:: TO BE DONE ::
Display each line of the listing below that contains the word "trim".

:: INPUT ROWS ::
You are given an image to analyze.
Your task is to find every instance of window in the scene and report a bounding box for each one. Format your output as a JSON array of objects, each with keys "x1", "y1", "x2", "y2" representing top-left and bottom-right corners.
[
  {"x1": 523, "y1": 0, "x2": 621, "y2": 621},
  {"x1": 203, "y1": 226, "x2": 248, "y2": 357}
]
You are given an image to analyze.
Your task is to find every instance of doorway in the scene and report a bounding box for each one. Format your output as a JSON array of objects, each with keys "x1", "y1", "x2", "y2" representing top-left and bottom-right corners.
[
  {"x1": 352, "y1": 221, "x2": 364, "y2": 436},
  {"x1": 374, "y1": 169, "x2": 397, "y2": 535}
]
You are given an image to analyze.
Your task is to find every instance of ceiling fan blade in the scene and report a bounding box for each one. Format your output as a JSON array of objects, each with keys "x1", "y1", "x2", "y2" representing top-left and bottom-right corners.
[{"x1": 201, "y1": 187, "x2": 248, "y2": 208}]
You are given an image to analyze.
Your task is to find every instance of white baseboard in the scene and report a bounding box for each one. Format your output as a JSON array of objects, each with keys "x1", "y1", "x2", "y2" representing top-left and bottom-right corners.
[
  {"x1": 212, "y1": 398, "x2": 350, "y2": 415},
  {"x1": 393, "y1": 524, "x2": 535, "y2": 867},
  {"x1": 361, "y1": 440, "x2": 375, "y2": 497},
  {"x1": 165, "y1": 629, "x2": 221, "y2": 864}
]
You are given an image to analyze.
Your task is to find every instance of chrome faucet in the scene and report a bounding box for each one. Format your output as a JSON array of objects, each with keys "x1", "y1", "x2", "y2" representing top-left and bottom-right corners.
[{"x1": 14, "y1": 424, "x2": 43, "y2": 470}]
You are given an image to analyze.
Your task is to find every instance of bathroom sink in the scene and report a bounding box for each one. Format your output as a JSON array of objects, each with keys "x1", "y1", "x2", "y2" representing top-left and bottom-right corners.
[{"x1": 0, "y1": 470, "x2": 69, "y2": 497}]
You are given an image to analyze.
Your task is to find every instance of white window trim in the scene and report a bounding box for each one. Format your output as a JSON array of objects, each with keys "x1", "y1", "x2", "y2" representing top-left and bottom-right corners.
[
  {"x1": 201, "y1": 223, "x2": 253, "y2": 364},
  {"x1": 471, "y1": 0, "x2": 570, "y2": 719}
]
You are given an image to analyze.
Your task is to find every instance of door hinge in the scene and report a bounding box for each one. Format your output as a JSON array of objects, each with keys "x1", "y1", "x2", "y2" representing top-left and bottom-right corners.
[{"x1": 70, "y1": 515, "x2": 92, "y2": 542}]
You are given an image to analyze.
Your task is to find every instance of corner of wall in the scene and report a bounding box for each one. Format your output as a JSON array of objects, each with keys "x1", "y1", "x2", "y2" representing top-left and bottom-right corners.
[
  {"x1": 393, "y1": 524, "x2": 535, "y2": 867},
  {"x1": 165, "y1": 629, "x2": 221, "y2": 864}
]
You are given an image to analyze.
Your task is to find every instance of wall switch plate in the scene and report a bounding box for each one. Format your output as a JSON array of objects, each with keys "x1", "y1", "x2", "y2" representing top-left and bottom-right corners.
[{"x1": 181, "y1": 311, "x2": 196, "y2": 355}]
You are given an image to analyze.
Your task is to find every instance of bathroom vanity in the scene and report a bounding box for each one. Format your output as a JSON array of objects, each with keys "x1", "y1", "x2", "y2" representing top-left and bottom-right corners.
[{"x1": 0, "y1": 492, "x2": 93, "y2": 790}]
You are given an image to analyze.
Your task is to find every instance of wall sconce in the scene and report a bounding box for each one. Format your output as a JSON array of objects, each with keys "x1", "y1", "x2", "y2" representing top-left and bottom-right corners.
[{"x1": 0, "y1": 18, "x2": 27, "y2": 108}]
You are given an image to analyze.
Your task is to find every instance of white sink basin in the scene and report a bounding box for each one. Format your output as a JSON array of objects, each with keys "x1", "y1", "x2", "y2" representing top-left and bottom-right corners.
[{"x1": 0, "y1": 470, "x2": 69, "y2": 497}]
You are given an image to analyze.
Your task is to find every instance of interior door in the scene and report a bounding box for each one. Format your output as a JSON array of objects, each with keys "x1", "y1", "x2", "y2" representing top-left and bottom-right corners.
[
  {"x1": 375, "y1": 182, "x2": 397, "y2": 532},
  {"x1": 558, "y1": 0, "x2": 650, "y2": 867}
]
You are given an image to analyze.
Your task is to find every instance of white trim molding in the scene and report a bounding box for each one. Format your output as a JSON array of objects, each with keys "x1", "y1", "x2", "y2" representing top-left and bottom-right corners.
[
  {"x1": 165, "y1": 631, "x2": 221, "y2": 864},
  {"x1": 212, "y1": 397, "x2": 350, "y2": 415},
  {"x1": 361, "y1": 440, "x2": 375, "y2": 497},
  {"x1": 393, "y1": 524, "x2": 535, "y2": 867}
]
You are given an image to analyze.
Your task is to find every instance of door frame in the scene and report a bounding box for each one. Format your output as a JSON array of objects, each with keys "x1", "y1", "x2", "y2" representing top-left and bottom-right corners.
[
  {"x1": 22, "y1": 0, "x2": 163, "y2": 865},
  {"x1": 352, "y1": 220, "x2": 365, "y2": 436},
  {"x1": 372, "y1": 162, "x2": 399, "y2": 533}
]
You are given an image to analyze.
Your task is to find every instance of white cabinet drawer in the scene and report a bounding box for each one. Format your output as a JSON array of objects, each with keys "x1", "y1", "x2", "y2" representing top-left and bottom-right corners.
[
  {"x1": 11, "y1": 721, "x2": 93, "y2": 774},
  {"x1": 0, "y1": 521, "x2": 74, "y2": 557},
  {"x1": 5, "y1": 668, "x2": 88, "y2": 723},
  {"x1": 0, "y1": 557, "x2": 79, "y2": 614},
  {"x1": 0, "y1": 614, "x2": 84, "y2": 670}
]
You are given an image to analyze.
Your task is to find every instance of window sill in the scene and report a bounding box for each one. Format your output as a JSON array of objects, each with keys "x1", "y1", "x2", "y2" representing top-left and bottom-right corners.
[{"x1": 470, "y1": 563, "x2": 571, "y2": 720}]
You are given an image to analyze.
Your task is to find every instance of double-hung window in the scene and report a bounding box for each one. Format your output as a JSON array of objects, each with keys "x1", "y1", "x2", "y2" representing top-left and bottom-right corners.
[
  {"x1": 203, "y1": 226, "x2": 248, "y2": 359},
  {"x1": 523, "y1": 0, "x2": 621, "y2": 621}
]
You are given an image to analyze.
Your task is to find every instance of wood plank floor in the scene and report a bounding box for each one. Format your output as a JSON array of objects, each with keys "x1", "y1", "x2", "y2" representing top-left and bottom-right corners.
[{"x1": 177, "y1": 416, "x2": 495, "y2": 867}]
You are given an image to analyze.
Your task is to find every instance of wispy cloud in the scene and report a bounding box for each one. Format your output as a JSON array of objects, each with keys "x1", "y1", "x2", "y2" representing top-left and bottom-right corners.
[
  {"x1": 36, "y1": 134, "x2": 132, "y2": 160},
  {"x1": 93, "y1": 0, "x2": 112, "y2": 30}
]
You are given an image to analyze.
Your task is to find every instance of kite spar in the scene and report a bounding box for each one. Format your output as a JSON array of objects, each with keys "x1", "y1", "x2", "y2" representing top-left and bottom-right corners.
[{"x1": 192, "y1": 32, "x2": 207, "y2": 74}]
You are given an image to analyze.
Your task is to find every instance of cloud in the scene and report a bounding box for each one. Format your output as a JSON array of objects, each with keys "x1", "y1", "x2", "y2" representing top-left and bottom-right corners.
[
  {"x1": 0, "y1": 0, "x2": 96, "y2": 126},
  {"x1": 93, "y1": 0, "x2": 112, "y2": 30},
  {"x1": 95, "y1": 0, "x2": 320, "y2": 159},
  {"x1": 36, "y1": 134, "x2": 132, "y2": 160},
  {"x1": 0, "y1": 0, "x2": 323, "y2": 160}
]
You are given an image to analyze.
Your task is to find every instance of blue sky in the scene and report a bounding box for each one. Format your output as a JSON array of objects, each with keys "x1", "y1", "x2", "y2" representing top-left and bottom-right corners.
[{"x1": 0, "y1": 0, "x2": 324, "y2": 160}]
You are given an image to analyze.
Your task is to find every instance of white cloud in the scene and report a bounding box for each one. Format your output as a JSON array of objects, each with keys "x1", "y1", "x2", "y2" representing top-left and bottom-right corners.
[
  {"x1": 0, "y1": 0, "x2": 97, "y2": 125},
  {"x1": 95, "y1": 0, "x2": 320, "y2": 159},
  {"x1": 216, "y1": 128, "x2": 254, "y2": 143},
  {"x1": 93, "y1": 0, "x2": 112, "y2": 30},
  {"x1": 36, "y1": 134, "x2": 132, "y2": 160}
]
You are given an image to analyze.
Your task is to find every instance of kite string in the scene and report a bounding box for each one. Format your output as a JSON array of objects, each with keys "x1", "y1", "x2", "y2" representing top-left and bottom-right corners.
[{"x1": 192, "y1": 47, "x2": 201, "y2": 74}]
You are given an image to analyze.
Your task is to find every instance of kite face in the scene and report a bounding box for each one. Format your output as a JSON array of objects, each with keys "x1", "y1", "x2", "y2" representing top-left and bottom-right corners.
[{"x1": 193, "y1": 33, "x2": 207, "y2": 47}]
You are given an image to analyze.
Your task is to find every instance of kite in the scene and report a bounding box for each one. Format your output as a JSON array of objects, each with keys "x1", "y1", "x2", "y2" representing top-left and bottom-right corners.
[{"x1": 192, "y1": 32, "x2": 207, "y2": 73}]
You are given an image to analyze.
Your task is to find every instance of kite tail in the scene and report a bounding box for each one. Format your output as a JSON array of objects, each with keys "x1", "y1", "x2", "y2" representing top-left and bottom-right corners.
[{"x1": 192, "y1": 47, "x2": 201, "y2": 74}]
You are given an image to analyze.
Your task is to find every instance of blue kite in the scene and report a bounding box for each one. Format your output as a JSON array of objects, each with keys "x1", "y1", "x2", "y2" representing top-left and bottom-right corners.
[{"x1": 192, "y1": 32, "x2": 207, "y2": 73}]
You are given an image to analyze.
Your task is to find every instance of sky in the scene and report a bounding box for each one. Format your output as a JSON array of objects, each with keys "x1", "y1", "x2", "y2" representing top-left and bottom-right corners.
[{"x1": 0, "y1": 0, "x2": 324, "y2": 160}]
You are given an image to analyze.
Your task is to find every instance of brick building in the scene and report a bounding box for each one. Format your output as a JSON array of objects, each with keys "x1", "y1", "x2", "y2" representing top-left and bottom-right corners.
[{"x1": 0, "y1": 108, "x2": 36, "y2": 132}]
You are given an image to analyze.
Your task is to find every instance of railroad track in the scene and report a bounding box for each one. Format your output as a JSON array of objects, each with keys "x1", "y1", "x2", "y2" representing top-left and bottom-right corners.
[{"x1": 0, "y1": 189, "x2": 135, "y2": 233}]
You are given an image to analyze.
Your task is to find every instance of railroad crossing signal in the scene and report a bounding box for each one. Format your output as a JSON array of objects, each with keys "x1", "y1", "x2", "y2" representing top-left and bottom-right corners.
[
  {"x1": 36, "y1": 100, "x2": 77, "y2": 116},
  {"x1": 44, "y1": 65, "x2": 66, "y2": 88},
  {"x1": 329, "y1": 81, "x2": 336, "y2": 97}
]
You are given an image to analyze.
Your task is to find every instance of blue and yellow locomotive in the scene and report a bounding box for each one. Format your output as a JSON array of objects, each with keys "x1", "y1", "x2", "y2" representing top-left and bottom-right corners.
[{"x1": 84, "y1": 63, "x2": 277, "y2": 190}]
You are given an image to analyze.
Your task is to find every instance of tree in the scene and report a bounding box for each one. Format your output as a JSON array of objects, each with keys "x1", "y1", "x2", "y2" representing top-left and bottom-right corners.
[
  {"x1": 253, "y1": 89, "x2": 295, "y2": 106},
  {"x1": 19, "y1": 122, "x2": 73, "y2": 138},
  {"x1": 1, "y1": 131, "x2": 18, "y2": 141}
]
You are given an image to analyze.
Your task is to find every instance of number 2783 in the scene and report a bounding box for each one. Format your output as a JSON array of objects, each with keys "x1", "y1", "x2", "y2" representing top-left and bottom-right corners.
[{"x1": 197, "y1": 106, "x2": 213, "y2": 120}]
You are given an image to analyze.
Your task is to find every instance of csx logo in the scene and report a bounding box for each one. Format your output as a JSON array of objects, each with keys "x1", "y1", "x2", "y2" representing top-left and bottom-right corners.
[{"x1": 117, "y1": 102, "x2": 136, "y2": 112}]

:: WRITTEN RESPONSE ::
Your task is to find every instance of white window trim in the scene and report a bounding box for each one. Format your output as a JSON array of objects, each with keys "x1", "y1", "x2", "y2" representing top-left and bottom-right corners.
Your task is to find every instance of white trim molding in the scene and report a bounding box for each one. Format your output as a JSON array of objects, each with keys "x1", "y1", "x2", "y2" representing top-left and bottom-right corners.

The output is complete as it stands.